» Quoted passage
This week Seattle-based 2nd Watch, which provides professional and managed cloud services to enterprise clients, said it is among a handful of Premier Consulting Partners that AWS has tapped to work with EKS Blueprints. 2nd Watch went through a rigorous validation process with AWS to ensure that it has the technical expertise and resources to perform the EKS Blueprints work.
“They bring us in to help clients develop their Kubernetes roadmaps and accelerate their Kubernetes transformations,” Samm said.
Kubernetes implementations are being driven by the overall adoption of multi-cloud IT architectures, Samm said. That, in turn, is driving cloud workload and service containerization.
“Being cloud-agnostic is very attractive for a lot of organizations and right now there is basically one way to do it,” Samm said, pointing to Kubernetes, which has become the default standard for deploying and orchestrating container clusters. Kubernetes containers also improve the experience for developers building cloud applications, he added.

» Given entries
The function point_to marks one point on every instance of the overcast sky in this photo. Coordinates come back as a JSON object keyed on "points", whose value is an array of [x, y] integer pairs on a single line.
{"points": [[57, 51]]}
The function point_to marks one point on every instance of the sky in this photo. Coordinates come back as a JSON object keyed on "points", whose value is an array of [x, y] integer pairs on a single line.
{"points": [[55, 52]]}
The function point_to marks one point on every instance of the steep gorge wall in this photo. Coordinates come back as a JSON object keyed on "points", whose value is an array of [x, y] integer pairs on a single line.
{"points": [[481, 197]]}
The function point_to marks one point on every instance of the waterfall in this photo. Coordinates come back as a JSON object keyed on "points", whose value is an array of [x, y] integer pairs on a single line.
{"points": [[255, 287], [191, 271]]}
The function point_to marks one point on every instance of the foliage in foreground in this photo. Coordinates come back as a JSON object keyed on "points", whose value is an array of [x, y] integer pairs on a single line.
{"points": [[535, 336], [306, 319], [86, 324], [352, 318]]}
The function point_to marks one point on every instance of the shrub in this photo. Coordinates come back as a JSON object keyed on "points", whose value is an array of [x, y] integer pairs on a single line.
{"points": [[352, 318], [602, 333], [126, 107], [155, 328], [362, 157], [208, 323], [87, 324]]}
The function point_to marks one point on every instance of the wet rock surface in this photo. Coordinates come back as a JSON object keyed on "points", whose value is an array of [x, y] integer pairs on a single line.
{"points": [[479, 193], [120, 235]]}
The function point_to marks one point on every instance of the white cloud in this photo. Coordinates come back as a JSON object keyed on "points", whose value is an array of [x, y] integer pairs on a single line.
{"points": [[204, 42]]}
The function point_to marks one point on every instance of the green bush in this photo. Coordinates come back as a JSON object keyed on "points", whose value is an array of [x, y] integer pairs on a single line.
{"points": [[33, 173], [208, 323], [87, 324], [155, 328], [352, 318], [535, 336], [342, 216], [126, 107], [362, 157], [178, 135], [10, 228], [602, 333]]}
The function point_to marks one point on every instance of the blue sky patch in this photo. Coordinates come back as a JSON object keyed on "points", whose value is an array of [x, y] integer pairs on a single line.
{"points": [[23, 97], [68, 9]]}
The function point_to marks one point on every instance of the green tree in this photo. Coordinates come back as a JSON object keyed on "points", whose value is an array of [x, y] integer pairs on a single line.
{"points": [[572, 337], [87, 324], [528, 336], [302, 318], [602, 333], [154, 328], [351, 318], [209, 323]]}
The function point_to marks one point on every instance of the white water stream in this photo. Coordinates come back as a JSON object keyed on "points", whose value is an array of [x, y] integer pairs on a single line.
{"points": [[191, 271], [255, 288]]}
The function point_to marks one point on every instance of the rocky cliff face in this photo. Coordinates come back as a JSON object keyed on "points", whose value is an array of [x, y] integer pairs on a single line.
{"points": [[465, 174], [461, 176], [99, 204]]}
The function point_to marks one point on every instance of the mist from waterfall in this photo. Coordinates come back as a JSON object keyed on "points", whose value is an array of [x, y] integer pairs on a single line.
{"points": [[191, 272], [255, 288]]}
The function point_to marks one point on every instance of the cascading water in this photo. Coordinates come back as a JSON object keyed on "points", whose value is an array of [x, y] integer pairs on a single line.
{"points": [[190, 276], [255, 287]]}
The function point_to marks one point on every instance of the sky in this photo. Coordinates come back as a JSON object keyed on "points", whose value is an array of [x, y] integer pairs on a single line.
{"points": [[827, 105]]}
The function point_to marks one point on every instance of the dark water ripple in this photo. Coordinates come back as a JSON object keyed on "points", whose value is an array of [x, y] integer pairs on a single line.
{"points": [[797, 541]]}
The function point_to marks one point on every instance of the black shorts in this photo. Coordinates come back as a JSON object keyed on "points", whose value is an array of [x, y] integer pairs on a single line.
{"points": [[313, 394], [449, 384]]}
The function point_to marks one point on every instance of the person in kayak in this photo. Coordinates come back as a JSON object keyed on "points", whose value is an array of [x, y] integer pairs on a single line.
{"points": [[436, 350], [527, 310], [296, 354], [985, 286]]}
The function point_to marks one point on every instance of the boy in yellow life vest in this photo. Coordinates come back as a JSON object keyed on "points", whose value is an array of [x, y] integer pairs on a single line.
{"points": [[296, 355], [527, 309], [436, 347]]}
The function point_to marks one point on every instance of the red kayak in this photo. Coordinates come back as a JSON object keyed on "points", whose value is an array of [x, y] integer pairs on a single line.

» Task instructions
Transcribe the portion of the Kubernetes article between "Kubernetes implementations are" and "and service containerization.", inclusive.

» Full output
Kubernetes implementations are being driven by the overall adoption of multi-cloud IT architectures, Samm said. That, in turn, is driving cloud workload and service containerization.